> [Your task]:
A word-for-word copy of the entries, with images excluded, is the expected answer.

* * *

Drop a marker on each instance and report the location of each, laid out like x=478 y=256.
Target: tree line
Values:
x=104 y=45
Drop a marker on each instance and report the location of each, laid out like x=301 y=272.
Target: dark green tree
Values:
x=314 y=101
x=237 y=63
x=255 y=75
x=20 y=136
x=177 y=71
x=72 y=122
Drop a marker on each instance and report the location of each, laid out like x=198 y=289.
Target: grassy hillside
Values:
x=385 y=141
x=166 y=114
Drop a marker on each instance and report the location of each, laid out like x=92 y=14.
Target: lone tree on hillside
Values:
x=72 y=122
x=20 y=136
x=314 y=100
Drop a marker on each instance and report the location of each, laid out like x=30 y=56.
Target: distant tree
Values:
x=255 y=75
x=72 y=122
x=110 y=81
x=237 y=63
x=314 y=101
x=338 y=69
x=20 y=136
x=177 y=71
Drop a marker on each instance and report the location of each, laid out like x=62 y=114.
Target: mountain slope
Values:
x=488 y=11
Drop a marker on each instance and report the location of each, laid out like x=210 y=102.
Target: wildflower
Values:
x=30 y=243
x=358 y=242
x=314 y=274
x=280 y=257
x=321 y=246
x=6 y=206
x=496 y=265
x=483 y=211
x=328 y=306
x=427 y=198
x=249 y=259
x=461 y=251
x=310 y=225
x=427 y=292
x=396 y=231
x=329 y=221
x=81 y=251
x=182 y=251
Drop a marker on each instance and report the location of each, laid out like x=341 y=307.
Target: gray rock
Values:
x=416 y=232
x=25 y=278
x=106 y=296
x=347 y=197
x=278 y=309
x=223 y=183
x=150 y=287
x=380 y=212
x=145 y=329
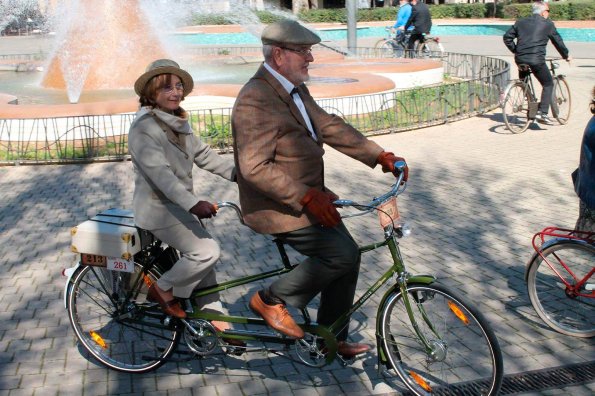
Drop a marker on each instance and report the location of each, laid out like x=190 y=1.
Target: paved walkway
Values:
x=476 y=196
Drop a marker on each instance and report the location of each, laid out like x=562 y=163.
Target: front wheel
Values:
x=568 y=309
x=515 y=108
x=461 y=354
x=561 y=101
x=114 y=321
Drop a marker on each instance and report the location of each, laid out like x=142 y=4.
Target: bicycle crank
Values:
x=200 y=336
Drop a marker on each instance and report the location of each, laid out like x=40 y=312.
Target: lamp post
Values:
x=351 y=6
x=28 y=25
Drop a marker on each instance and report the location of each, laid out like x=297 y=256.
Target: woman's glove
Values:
x=204 y=210
x=320 y=204
x=387 y=160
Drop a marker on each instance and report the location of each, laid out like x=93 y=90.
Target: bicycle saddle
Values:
x=524 y=68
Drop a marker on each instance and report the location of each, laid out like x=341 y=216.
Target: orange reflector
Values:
x=457 y=311
x=97 y=338
x=420 y=381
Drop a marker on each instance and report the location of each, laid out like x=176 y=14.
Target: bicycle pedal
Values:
x=345 y=362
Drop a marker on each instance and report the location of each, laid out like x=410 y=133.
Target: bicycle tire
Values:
x=464 y=356
x=131 y=335
x=574 y=316
x=561 y=100
x=515 y=108
x=386 y=47
x=430 y=49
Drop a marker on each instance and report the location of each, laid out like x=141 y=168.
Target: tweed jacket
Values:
x=277 y=160
x=163 y=162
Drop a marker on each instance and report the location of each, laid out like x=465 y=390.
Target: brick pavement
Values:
x=476 y=196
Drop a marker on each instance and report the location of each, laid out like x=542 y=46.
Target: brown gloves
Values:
x=320 y=204
x=204 y=210
x=387 y=160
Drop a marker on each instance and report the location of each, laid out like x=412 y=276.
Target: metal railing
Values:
x=473 y=86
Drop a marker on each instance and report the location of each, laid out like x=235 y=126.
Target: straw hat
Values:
x=288 y=31
x=163 y=66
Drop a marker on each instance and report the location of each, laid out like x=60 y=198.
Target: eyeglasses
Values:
x=303 y=52
x=170 y=88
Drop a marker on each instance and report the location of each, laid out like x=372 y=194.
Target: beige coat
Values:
x=277 y=160
x=163 y=162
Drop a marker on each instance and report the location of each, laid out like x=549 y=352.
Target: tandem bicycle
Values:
x=430 y=338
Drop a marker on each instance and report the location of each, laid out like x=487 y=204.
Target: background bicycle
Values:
x=396 y=45
x=520 y=102
x=560 y=280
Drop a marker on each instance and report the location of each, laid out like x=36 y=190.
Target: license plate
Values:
x=93 y=259
x=112 y=263
x=118 y=264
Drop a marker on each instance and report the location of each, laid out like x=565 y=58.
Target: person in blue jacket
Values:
x=403 y=15
x=584 y=176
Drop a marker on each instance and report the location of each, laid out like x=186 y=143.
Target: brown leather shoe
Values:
x=350 y=350
x=276 y=316
x=172 y=307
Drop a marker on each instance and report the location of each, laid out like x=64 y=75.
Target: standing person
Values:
x=279 y=132
x=164 y=151
x=532 y=35
x=421 y=20
x=584 y=176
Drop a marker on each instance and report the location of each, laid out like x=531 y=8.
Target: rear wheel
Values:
x=431 y=48
x=559 y=305
x=561 y=101
x=114 y=321
x=388 y=48
x=515 y=108
x=462 y=354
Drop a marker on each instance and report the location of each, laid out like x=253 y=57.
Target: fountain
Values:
x=102 y=58
x=104 y=54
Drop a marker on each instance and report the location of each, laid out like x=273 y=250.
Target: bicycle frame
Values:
x=558 y=234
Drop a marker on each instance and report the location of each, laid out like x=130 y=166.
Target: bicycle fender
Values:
x=415 y=279
x=68 y=272
x=546 y=245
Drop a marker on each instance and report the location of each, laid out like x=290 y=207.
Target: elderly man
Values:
x=279 y=132
x=532 y=35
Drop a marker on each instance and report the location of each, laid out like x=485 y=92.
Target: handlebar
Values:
x=395 y=190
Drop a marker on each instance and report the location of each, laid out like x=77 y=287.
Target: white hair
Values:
x=538 y=7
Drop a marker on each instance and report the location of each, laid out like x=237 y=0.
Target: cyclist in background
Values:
x=532 y=35
x=421 y=21
x=402 y=17
x=584 y=177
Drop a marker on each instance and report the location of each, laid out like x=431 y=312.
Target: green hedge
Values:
x=579 y=10
x=558 y=11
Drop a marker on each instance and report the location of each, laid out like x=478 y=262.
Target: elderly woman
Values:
x=164 y=151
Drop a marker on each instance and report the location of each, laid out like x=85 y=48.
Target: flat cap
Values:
x=288 y=31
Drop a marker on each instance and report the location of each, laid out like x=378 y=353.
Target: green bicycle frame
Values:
x=396 y=268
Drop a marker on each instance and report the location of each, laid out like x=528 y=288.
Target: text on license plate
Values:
x=112 y=263
x=118 y=264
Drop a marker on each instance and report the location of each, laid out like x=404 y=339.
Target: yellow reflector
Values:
x=147 y=280
x=457 y=311
x=420 y=381
x=97 y=338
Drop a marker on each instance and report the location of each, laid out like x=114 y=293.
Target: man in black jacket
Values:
x=421 y=21
x=532 y=35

* * *

> [Response for this exercise]:
Drop a marker on each instance and report the location of each, laid out like x=478 y=256.
Target: tree line
Values:
x=104 y=45
Drop a marker on each instance and report the location of each, laid out like x=301 y=272.
Target: dark green tree
Values:
x=314 y=101
x=237 y=63
x=255 y=75
x=20 y=136
x=177 y=71
x=72 y=122
Drop a marker on each instance and report the location of each, laid out like x=198 y=289.
Target: grassy hillside
Values:
x=385 y=141
x=166 y=114
Drop a marker on each instance and report the location of each, laid out like x=92 y=14.
Target: lone tree on hillside
Values:
x=72 y=122
x=20 y=136
x=314 y=100
Drop a marker on each instance and report the location of each, laid out like x=30 y=56.
Target: distant tree
Values:
x=255 y=75
x=72 y=122
x=110 y=81
x=237 y=63
x=314 y=101
x=338 y=69
x=20 y=136
x=177 y=71
Drop a marker on each instance and report the location of each, laid out like x=62 y=114.
Target: mountain slope
Values:
x=488 y=11
Drop a marker on each instance and report the location of each, laid out like x=210 y=102.
Target: wildflower
Values:
x=30 y=243
x=358 y=242
x=314 y=274
x=280 y=257
x=321 y=246
x=6 y=206
x=496 y=265
x=483 y=211
x=328 y=306
x=427 y=198
x=249 y=259
x=461 y=251
x=310 y=225
x=427 y=292
x=396 y=231
x=329 y=221
x=81 y=251
x=182 y=251
Drop a marker on each instance and report the location of each, laid out like x=341 y=307.
Target: gray rock
Values:
x=416 y=232
x=25 y=278
x=106 y=296
x=347 y=197
x=278 y=309
x=223 y=183
x=150 y=287
x=380 y=212
x=145 y=329
Drop a marker on each instance and report the location of each, laid out like x=190 y=1.
Target: paved walkway
Values:
x=476 y=196
Drop a marker on each instance and report the location of each, laid out like x=562 y=163.
Target: front wheel
Values:
x=568 y=309
x=515 y=108
x=461 y=354
x=561 y=101
x=114 y=321
Drop a marker on each instance and report the location of each, laid out like x=142 y=4.
Target: bicycle crank
Values:
x=200 y=336
Drop a marker on each instance and report the location of each, laid out like x=40 y=312.
Target: lamp post
Values:
x=351 y=6
x=28 y=25
Drop a marker on each instance and report the location of each, laid out like x=297 y=256.
Target: woman's glove
Values:
x=204 y=210
x=320 y=204
x=387 y=160
Drop a marker on each instance and report the location of each, laid out like x=93 y=90.
Target: bicycle saddle
Values:
x=524 y=68
Drop a marker on each instance and report the location of each, laid out like x=341 y=216.
Target: orange reflector
Values:
x=457 y=311
x=97 y=338
x=420 y=381
Drop a marker on each instance and report the location of each, laid out like x=176 y=14.
Target: bicycle pedal
Values:
x=345 y=362
Drop a marker on each instance and report the location of each, laid out like x=410 y=133.
Target: bicycle tire
Values:
x=464 y=356
x=131 y=335
x=574 y=316
x=561 y=100
x=515 y=108
x=386 y=47
x=430 y=49
Drop a marker on each instance and report the location of each, laid out like x=141 y=168.
Target: tweed jacket
Values:
x=277 y=160
x=163 y=162
Drop a marker on each instance and report the location of each, laid out like x=465 y=390.
Target: brick pavement
Values:
x=476 y=196
Drop a marker on each instance and report the location of each, laid out like x=542 y=46.
Target: brown gloves
Values:
x=320 y=204
x=204 y=210
x=387 y=160
Drop a marker on each instance and report the location of each, laid out like x=412 y=276.
Target: metal railing
Values:
x=473 y=86
Drop a marker on each instance and report the location of each, laid out like x=235 y=126.
Target: straw hat
Values:
x=288 y=31
x=163 y=66
Drop a marker on each instance and report the location of each, laid out like x=60 y=198.
Target: eyeglasses
Values:
x=303 y=52
x=170 y=88
Drop a marker on each instance and report the location of each, laid out like x=372 y=194.
Target: beige coat
Values:
x=277 y=160
x=163 y=162
Drop a marker on each instance and report the location of each, laid out like x=549 y=352.
Target: tandem bicycle
Values:
x=430 y=338
Drop a marker on each instance and report the location of each, laid out like x=487 y=204.
Target: background bicycle
Values:
x=396 y=45
x=520 y=102
x=560 y=280
Drop a marker on each instance and report the location of each, laid out like x=36 y=190.
Target: license plate
Values:
x=93 y=259
x=112 y=263
x=118 y=264
Drop a marker on each instance and report the location of each, laid out like x=565 y=58.
Target: person in blue jacket
Values:
x=403 y=15
x=584 y=176
Drop a marker on each instance and report the location of each, laid out like x=186 y=143.
Target: brown leather shoe
Values:
x=350 y=350
x=276 y=316
x=172 y=307
Drop a marker on each instance and report the location of each, laid out like x=64 y=75.
Target: standing person
Values:
x=279 y=132
x=164 y=151
x=532 y=35
x=421 y=20
x=584 y=176
Drop a marker on each instance and report the location of each, laid out like x=531 y=8.
Target: rear wheel
Values:
x=431 y=48
x=559 y=305
x=561 y=101
x=114 y=321
x=388 y=48
x=515 y=108
x=462 y=354
Drop a marker on each instance and report the location of each, laid out like x=253 y=57.
Target: fountain
Values:
x=102 y=58
x=104 y=54
Drop a marker on each instance and report the location of each, laid out like x=273 y=250.
Target: bicycle frame
Values:
x=558 y=234
Drop a marker on each instance and report the location of each, laid out like x=130 y=166.
Target: bicycle fender
Values:
x=415 y=279
x=68 y=272
x=546 y=245
Drop a marker on each instance and report the location of each, laid out like x=290 y=207.
Target: elderly man
Values:
x=279 y=132
x=532 y=35
Drop a marker on each instance and report the location of each, laid out like x=485 y=92.
Target: handlebar
Values:
x=395 y=190
Drop a marker on each instance and report the location of each, laid out like x=77 y=287.
Target: white hair
Values:
x=538 y=7
Drop a marker on each instance and report the location of each, laid out like x=237 y=0.
Target: cyclist in background
Values:
x=532 y=35
x=421 y=21
x=402 y=17
x=584 y=177
Drop a marker on each instance and report the location of each, laid out like x=431 y=312.
Target: green hedge
Values:
x=579 y=10
x=558 y=11
Drop a marker on each instance and report the location of each, laid out like x=478 y=262.
Target: elderly woman
Values:
x=164 y=151
Drop a marker on each instance and report the location of each, laid out like x=85 y=48.
Target: flat cap
Values:
x=288 y=31
Drop a marker on each instance and report the location of each, laid out like x=378 y=353.
Target: green bicycle frame
Values:
x=396 y=268
Drop a marker on each instance and report the location of each, laid out like x=528 y=288.
Target: text on license plate
Values:
x=112 y=263
x=118 y=264
Drop a marker on each instance and report the location of each, laid out like x=404 y=339.
Target: yellow reflector
Values:
x=147 y=280
x=457 y=311
x=420 y=381
x=97 y=338
Drop a marker on each instance and report the location of each, laid out like x=114 y=293.
Target: man in black jacket
Values:
x=421 y=21
x=532 y=35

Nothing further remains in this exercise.